TASK DETAILS: For the listing below, output exactly the lines from the line with "Target: flying seabird" up to and including the line with "Target: bird's tail", and no other lines.

BEGIN AVAILABLE RECORDS

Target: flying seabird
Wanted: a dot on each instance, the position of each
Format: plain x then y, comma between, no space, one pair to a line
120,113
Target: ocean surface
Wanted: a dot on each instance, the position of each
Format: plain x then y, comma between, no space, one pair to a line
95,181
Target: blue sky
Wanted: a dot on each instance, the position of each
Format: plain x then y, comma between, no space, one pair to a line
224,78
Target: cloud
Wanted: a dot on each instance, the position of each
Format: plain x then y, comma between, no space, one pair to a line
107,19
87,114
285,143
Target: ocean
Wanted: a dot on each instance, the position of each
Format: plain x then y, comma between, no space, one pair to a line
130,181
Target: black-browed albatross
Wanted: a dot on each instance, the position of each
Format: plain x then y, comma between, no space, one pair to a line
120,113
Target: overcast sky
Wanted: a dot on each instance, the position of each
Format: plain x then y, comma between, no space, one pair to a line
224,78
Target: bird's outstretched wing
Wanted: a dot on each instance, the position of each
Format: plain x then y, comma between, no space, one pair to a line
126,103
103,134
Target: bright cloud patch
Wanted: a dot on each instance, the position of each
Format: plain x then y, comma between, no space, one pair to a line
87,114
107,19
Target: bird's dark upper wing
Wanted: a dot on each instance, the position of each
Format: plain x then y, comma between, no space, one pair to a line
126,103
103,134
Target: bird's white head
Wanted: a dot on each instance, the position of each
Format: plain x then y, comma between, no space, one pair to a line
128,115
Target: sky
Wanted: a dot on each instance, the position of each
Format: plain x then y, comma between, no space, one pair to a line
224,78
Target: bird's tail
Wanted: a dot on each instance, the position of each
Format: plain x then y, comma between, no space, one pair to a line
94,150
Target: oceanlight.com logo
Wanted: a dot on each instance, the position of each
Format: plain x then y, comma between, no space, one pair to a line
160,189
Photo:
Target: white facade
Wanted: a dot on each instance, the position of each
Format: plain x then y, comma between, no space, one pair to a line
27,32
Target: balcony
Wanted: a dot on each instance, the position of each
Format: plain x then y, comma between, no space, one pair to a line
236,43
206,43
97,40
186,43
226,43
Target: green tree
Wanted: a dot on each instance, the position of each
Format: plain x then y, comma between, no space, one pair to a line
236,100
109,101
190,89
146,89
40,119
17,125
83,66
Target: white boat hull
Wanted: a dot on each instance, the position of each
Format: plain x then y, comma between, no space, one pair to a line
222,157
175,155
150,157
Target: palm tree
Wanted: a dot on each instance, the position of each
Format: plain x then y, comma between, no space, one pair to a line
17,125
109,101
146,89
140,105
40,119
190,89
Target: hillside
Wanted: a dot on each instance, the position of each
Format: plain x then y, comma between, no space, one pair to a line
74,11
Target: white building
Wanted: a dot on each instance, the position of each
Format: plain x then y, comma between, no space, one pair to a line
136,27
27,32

END AVAILABLE RECORDS
BEGIN AVAILABLE RECORDS

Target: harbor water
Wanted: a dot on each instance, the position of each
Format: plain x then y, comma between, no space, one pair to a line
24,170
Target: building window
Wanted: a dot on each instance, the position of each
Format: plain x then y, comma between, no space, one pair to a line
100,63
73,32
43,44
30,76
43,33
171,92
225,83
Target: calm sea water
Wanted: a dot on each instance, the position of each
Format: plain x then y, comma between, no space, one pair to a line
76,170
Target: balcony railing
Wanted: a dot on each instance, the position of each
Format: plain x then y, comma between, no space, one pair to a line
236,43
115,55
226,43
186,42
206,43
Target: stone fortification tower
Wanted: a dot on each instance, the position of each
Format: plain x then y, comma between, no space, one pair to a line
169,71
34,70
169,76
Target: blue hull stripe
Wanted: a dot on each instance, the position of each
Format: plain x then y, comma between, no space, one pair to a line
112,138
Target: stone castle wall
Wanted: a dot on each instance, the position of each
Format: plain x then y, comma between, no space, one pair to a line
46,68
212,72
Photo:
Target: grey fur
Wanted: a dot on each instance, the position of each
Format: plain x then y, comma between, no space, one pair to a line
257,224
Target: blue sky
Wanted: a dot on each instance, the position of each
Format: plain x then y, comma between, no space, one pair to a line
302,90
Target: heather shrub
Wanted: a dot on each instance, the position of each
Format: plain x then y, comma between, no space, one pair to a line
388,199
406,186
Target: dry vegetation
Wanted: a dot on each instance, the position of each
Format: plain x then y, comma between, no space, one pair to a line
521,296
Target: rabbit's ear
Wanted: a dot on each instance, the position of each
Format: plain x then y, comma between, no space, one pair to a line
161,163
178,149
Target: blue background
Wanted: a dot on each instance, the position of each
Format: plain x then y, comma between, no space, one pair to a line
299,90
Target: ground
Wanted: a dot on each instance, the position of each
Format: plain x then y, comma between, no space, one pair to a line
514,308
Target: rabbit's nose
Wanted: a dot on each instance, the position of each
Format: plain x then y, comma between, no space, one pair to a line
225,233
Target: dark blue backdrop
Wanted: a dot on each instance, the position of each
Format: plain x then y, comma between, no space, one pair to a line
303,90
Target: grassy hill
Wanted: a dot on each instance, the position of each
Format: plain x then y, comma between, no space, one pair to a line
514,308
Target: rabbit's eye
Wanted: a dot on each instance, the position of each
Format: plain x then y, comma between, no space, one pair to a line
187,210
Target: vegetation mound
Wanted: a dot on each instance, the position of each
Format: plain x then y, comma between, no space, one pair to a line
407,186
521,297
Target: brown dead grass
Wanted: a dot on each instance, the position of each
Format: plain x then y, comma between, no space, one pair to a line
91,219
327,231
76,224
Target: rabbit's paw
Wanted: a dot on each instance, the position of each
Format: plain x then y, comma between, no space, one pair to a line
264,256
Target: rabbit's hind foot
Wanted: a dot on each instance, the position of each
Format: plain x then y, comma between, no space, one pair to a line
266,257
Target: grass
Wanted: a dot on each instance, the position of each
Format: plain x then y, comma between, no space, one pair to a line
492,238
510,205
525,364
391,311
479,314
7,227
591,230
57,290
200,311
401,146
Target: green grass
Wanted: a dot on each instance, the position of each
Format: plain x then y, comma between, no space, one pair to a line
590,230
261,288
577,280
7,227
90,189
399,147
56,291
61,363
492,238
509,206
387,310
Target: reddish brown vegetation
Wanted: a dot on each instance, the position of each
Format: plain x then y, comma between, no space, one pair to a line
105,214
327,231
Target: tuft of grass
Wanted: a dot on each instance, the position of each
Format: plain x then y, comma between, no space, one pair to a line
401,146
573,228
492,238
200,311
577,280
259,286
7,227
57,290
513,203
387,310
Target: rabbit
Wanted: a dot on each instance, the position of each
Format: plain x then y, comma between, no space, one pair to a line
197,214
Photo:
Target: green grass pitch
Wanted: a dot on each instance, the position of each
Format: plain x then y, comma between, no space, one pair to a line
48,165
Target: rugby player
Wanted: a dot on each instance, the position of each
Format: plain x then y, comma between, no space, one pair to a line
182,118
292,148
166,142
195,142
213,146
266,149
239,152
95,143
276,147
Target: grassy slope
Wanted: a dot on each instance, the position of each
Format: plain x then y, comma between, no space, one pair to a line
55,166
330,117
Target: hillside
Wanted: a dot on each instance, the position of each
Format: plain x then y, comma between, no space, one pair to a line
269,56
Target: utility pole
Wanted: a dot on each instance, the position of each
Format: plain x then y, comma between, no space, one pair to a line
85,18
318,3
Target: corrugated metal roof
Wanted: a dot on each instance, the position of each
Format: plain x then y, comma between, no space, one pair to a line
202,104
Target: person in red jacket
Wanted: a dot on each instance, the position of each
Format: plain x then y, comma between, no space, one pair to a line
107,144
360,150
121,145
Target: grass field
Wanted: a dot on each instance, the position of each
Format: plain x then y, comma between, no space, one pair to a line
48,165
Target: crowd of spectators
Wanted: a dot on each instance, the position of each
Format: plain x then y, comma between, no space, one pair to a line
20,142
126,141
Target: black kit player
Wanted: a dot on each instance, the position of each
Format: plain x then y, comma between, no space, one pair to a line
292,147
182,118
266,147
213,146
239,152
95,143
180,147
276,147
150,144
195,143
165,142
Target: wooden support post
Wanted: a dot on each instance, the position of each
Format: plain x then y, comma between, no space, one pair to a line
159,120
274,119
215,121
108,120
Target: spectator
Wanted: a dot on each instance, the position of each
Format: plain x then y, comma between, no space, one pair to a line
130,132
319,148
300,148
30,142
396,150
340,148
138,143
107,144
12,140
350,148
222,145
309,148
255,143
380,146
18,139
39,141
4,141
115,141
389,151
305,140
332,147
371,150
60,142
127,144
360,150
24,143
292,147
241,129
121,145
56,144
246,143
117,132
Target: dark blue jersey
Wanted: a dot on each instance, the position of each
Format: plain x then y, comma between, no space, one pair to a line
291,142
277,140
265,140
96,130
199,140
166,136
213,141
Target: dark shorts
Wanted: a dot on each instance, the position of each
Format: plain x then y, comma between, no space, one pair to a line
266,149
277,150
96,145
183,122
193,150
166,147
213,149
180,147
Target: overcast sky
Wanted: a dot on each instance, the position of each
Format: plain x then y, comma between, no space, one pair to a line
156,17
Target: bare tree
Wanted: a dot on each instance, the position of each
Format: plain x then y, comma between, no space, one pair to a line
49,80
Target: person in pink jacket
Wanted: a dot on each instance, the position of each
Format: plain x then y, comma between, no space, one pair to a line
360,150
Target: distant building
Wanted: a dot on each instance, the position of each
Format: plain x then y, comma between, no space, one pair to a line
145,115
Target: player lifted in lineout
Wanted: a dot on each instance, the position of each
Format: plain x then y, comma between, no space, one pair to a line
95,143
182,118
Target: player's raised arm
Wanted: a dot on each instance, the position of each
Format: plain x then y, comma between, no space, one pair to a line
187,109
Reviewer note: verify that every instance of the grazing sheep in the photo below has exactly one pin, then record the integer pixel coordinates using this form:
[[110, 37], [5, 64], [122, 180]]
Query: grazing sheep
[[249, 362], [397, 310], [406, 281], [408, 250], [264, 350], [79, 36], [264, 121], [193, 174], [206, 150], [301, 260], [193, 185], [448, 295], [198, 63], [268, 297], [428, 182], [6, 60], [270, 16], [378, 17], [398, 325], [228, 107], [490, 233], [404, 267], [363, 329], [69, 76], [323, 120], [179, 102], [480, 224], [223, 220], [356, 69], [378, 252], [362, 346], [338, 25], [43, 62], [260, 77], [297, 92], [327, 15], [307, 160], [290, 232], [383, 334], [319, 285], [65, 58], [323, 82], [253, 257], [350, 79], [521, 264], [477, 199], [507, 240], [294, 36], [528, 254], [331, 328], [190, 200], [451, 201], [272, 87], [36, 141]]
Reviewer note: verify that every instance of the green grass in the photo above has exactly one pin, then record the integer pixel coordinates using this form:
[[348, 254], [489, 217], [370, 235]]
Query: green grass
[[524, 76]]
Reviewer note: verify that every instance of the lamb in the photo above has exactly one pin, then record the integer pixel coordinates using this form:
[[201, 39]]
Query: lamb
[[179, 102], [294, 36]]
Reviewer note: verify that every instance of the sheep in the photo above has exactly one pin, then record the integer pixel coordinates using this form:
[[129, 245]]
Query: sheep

END AVAILABLE RECORDS

RESULT OF THE EXERCISE:
Target: flying seabird
Wanted: a dot on each instance, the position of each
Format: plain x then y, comma between, no space, one pair to a line
120,113
Target: ocean surface
Wanted: a dot on each instance, the position of each
Format: plain x then y, comma between, no space, one pair to a line
95,181
Target: blue sky
Wanted: a dot on each instance, the position of each
Format: plain x then y, comma between, no space, one pair to a line
224,78
Target: cloud
Wanted: a dot on each instance, the position of each
Format: plain x then y, comma between, no space, one pair to a line
107,19
87,114
285,143
Target: ocean
Wanted: a dot on each instance, the position of each
Format: plain x then y, comma between, no space, one pair to a line
130,181
Target: black-browed albatross
Wanted: a dot on each instance, the position of each
Format: plain x then y, comma between, no space, one pair to a line
120,113
Target: overcast sky
Wanted: a dot on each instance, the position of each
Format: plain x then y, comma between, no space, one pair to a line
224,78
Target: bird's outstretched wing
Wanted: a dot on each instance, the position of each
Format: plain x then y, comma between, no space, one pair to a line
126,103
103,134
Target: bright cloud patch
Wanted: a dot on each instance, the position of each
Format: plain x then y, comma between, no space, one pair to a line
87,114
107,19
Target: bird's dark upper wing
Wanted: a dot on each instance, the position of each
Format: plain x then y, comma between, no space, one pair to a line
126,103
103,134
Target: bird's white head
Wanted: a dot on each instance, the position of each
Format: plain x then y, comma between, no space, one pair to a line
128,115
Target: sky
Wanted: a dot on each instance, the position of each
Format: plain x then y, comma between, no space, one pair to a line
224,78
Target: bird's tail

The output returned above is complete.